=== Input data ===
• • • • •

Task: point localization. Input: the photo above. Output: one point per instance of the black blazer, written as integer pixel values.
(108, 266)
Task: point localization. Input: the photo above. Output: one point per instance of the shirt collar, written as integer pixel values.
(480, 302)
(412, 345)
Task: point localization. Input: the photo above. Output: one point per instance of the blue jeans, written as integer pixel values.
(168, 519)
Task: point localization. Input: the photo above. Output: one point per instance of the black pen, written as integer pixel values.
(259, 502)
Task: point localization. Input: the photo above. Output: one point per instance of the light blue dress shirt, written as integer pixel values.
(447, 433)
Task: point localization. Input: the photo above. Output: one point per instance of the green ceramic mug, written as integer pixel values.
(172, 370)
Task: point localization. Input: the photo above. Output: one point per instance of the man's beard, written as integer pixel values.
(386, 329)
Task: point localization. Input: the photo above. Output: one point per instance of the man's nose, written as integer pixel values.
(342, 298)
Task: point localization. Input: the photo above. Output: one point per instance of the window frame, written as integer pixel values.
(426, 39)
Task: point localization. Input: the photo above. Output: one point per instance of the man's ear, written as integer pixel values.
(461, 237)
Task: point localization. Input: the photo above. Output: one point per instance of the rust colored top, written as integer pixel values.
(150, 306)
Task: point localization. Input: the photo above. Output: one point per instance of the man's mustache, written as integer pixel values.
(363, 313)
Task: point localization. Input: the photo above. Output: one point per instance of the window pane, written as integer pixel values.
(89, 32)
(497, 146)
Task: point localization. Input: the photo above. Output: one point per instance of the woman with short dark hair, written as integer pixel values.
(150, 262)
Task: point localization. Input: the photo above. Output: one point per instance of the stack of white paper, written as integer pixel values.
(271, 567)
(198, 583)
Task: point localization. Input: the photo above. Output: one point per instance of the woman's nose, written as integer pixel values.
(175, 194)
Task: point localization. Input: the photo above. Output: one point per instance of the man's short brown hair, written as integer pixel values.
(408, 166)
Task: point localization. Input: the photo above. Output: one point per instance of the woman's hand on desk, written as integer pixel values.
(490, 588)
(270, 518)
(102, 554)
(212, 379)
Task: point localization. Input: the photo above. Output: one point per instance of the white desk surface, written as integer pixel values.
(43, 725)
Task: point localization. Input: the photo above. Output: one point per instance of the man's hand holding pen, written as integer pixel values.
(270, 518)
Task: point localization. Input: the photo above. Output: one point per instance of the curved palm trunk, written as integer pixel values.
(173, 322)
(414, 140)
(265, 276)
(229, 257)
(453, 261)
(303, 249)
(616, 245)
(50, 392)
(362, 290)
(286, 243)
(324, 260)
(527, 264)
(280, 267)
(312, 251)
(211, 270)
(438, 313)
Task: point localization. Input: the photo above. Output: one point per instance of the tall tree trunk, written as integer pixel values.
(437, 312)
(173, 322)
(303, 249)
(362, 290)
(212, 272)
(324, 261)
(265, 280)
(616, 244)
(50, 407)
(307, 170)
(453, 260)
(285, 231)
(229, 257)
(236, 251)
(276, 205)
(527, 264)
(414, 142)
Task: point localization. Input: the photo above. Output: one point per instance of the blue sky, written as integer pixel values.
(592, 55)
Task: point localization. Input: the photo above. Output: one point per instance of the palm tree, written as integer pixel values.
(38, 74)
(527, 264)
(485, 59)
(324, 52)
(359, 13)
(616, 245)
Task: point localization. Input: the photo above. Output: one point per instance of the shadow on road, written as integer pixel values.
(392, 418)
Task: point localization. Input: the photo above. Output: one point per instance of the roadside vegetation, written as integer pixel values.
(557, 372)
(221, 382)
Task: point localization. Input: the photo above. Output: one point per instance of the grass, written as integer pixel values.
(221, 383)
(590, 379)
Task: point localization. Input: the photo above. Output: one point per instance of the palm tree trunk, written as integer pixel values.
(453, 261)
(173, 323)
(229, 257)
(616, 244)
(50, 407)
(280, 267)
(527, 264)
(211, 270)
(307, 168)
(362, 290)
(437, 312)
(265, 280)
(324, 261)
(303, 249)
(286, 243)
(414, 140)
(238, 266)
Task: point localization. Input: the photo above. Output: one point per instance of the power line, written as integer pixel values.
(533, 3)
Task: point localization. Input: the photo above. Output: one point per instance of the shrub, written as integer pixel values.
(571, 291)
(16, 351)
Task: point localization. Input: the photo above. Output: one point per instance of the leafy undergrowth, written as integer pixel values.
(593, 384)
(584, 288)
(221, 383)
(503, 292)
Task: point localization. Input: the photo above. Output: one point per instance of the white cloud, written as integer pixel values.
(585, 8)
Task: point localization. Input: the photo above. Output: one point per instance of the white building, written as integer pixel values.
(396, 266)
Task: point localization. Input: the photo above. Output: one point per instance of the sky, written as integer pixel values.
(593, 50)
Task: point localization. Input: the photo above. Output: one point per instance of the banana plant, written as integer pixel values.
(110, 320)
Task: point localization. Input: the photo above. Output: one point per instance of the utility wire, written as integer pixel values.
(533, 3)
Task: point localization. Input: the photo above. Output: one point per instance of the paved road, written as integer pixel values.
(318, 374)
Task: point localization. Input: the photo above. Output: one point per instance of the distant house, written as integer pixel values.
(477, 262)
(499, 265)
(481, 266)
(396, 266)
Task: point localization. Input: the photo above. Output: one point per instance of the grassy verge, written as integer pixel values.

• • • • •

=== Job ===
Copy out the lines from the line containing "undergrowth, written as integer pixel values." to the end of the listing above, without alteration.

=== Worked answer ===
Task: point localization. Input: the photo above. Output: one point per instance of the leafy undergrowth, written as integer pixel values.
(593, 384)
(584, 288)
(221, 383)
(503, 292)
Task: point localization. Input: the photo above. Output: one point per instance of the white cloud, written as integer pixel values.
(585, 8)
Task: point localization. Input: the photo above. Output: one point per instance of the white building, written as integer pixel values.
(396, 266)
Task: point localization. Input: the photo above. Output: one point per instance of the sky, written as integer pixel values.
(593, 50)
Task: point localization. Input: the photo above. Output: one point per instance of the banana plant, written as integer pixel values.
(110, 320)
Task: point localization. Input: the photo above. Output: one point per instance of the utility wire, written as integer pixel values.
(533, 3)
Task: point localization. Input: the photo above. Output: one point per instance of the paved road, written as integer pixel values.
(318, 374)
Task: point localization. Input: the photo above. Output: one point per instance of the distant house, written as integer pixel values.
(477, 262)
(499, 265)
(481, 266)
(396, 266)
Task: point localization. Input: the photo above. Output: one point per instance of the grassy verge, written as integer pixel values.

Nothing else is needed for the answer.